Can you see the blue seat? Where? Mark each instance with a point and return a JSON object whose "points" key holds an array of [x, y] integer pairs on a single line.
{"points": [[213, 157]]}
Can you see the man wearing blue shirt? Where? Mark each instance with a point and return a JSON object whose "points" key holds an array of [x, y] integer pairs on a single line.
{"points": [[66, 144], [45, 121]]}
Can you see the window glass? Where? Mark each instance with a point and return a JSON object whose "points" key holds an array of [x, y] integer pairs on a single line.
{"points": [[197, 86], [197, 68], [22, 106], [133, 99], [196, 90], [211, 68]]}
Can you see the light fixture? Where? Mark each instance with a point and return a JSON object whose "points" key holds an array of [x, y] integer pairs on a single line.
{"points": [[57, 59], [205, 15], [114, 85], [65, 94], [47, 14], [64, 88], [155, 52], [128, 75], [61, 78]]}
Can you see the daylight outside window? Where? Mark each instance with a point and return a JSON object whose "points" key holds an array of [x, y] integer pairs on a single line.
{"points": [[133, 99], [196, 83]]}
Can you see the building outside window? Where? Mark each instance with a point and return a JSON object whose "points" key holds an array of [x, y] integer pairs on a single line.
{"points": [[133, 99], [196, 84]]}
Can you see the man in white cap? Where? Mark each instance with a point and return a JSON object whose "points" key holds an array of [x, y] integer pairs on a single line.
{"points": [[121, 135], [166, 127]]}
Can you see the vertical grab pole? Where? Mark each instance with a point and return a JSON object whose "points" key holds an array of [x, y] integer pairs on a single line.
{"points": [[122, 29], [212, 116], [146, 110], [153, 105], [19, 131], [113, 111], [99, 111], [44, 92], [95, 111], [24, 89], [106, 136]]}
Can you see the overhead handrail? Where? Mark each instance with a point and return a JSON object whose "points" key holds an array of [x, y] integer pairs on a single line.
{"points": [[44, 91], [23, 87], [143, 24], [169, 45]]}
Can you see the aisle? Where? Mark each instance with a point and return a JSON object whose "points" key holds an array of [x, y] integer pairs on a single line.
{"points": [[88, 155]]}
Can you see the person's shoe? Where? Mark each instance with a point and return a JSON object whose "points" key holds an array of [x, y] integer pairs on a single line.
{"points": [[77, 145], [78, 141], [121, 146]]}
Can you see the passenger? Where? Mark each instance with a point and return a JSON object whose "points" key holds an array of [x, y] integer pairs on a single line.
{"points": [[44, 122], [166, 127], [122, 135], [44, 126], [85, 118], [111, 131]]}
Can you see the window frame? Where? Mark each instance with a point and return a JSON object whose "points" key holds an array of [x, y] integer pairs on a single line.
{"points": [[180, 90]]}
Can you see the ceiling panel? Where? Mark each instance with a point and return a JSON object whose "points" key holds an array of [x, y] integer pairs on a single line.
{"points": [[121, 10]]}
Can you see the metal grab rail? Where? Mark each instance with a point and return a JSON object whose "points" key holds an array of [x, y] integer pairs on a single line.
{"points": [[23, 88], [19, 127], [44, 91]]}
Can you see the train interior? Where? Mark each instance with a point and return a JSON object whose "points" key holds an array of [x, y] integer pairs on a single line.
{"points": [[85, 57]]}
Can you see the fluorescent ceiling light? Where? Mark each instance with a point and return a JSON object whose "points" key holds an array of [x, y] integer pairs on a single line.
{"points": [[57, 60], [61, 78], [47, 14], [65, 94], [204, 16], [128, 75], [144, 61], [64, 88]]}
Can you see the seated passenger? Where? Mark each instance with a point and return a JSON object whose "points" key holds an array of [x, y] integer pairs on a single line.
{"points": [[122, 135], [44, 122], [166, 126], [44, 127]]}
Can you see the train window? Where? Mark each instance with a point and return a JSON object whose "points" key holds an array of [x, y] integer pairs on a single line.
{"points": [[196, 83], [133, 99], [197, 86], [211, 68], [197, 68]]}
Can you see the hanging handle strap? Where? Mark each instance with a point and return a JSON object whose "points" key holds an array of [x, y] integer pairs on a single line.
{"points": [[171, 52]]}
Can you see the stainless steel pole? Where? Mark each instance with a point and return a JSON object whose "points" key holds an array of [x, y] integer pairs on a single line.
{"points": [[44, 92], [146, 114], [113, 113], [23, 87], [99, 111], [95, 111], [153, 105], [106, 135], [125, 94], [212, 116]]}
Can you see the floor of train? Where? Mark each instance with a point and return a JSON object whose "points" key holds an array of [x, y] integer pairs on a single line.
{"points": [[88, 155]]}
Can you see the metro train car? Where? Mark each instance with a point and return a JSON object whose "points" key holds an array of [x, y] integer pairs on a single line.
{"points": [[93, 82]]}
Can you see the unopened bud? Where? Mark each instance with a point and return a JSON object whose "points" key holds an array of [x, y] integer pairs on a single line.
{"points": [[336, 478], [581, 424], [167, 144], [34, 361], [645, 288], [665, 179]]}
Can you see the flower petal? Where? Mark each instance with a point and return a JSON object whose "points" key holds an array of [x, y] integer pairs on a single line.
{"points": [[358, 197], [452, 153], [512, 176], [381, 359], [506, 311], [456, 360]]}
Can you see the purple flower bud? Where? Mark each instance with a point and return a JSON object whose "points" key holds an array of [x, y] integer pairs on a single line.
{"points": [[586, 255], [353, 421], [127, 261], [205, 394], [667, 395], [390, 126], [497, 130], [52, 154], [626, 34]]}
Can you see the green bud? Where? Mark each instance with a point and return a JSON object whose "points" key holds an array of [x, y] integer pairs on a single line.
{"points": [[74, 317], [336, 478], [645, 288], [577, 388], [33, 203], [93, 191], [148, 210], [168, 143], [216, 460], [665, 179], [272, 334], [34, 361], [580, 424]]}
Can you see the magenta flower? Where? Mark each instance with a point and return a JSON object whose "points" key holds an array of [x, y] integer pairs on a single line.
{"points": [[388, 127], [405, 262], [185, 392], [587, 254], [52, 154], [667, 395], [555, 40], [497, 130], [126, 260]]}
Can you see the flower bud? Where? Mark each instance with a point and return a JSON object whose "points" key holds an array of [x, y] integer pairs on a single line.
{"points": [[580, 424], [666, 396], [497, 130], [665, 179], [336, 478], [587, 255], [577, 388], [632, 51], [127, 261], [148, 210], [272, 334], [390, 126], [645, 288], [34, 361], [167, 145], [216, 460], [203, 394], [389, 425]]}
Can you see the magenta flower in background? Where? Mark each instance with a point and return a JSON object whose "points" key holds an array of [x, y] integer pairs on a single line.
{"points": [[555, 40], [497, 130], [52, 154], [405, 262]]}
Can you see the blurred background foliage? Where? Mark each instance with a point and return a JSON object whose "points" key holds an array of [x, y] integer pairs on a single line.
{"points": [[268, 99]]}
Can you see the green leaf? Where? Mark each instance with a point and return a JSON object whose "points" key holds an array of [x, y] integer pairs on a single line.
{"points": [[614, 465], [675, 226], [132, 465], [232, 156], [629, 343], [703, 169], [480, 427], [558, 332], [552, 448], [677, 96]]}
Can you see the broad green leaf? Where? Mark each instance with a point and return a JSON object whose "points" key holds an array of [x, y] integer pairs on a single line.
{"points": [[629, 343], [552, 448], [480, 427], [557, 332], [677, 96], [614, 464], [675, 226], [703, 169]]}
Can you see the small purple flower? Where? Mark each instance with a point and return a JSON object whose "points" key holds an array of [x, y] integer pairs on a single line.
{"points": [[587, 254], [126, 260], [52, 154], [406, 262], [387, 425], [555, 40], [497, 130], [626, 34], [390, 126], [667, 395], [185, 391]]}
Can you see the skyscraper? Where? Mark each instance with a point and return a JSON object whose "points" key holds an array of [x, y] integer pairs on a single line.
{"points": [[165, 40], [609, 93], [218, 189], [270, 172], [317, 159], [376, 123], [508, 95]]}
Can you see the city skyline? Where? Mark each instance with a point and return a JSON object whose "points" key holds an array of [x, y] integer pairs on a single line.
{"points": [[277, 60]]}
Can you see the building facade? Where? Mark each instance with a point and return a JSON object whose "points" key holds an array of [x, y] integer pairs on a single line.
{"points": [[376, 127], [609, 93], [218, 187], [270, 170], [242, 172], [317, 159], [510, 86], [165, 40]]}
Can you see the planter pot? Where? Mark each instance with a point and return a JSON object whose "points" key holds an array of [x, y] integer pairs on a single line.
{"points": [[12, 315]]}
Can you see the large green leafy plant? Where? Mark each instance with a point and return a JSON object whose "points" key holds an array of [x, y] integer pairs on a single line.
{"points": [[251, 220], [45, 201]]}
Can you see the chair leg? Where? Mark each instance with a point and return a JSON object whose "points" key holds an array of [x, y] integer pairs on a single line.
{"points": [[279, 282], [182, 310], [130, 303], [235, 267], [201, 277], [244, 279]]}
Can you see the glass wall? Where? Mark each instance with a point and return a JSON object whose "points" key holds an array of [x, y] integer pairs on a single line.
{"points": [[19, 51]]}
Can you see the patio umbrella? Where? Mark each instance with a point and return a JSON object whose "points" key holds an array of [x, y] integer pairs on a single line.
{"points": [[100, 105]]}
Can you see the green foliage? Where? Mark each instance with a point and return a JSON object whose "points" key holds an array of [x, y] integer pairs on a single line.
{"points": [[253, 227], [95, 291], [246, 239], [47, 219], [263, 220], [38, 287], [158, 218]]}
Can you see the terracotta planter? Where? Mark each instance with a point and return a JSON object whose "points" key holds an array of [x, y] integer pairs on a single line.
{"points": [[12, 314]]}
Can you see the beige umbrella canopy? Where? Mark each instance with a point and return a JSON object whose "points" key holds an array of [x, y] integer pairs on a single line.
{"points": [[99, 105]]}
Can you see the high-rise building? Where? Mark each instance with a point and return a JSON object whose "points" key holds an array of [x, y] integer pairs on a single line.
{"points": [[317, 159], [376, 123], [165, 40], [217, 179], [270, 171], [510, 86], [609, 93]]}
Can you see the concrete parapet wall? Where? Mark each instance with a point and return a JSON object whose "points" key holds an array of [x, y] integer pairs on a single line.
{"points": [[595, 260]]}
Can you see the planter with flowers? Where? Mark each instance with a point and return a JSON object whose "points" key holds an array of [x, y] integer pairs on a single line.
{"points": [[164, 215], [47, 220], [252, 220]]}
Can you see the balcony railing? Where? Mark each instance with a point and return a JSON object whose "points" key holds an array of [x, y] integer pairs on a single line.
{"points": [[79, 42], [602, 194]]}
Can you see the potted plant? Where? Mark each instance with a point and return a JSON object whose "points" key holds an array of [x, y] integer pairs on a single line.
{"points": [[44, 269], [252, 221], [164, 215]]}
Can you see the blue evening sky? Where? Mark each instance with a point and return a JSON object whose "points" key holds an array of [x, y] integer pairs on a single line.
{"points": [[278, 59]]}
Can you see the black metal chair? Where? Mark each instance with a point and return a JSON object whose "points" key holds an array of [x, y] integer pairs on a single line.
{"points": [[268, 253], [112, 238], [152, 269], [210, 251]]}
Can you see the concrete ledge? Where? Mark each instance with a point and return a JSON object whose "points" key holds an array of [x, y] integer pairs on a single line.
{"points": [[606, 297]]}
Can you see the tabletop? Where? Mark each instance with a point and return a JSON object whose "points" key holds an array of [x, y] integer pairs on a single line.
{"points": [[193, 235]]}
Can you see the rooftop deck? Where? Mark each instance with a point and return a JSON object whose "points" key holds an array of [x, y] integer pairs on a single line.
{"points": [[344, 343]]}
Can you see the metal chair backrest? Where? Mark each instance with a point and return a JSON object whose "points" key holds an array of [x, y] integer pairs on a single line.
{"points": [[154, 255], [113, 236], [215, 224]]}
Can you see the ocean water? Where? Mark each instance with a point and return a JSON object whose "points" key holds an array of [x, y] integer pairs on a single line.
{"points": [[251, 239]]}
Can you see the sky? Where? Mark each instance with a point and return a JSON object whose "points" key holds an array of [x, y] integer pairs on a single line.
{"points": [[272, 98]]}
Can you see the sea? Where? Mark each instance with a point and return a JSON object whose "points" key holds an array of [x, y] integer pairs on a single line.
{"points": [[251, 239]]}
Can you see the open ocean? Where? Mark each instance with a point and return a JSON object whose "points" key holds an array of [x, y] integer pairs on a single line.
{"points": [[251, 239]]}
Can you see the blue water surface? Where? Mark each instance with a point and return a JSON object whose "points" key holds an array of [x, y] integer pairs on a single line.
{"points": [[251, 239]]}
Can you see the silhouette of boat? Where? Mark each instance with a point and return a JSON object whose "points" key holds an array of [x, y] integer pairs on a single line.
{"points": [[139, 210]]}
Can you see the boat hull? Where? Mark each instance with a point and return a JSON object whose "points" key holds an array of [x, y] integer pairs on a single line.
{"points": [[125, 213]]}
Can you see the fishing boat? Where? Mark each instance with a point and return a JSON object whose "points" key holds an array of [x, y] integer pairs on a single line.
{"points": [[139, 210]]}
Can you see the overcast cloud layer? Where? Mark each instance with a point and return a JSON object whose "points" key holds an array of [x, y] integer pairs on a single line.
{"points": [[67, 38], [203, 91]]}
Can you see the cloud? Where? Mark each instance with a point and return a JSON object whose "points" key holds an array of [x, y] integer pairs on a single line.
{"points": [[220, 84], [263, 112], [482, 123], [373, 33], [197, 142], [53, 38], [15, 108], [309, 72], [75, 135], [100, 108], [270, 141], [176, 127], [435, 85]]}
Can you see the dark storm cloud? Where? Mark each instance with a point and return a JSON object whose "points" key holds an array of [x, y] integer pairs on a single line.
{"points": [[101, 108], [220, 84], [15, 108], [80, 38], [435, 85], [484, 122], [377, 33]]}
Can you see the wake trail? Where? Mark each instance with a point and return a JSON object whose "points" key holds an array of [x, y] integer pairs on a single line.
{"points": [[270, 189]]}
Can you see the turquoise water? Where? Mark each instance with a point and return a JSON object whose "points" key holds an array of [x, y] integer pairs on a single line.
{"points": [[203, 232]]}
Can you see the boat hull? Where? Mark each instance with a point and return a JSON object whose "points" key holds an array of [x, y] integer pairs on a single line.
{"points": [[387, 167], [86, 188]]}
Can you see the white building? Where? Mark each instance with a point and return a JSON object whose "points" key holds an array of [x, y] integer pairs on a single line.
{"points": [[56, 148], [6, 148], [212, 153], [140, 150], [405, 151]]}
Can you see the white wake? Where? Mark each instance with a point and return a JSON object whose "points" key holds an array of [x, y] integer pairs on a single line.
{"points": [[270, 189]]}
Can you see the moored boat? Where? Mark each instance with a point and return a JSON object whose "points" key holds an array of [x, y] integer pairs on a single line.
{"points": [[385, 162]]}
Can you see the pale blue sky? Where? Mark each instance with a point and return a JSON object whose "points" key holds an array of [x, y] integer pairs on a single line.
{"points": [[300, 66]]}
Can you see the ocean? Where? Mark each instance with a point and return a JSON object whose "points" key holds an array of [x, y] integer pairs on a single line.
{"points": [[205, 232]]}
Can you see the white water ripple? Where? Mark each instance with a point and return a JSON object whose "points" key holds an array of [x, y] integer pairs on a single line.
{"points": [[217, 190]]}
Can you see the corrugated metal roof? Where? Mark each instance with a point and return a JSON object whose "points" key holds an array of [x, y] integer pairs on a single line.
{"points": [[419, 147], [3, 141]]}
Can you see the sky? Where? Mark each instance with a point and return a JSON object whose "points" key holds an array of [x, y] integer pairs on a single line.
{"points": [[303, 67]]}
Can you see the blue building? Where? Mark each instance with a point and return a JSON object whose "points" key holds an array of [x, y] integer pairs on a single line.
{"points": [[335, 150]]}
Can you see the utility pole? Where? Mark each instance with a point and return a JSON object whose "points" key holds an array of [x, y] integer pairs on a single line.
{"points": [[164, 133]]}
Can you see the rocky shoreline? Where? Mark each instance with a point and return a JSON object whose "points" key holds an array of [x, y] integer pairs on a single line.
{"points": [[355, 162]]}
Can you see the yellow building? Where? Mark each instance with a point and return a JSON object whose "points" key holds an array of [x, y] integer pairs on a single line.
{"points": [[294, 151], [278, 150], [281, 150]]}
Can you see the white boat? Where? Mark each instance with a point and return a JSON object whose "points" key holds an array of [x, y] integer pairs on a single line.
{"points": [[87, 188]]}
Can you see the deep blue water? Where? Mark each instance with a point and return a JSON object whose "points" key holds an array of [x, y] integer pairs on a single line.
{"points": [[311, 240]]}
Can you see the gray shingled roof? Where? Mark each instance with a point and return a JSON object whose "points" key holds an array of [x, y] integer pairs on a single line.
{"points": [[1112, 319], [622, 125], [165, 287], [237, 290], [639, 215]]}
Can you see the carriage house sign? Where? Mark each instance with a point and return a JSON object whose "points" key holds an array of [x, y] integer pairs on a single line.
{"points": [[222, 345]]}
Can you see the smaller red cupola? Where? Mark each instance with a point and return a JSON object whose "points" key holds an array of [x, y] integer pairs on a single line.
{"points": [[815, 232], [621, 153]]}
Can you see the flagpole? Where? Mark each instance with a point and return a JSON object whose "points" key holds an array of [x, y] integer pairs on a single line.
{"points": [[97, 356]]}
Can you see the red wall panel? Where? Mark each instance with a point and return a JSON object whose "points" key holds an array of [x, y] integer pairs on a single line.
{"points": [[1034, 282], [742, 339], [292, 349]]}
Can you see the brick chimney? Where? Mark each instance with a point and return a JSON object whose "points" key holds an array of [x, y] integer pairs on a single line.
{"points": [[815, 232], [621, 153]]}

▶ **Directions for this task**:
Print exactly the lines from the one with "Can you see the flagpole?" through the end of the data, inclusive.

▶ **Full output**:
Can you see the flagpole? Where? Mark each instance with a point and return a JSON object whose "points" key holds an array of [x, y] integer pairs on a single line.
{"points": [[97, 356]]}
Can you see the red wall panel? Where? Mark each instance with a point and return a JSON object whose "points" key holds an array of [x, y] integer pairs on a single line.
{"points": [[1034, 282], [742, 339], [292, 349]]}
Can you see the brick chimney? Where? Mark each instance with a point and return a JSON object whose "points" key holds an array of [x, y] integer pairs on a single line.
{"points": [[815, 232], [621, 153]]}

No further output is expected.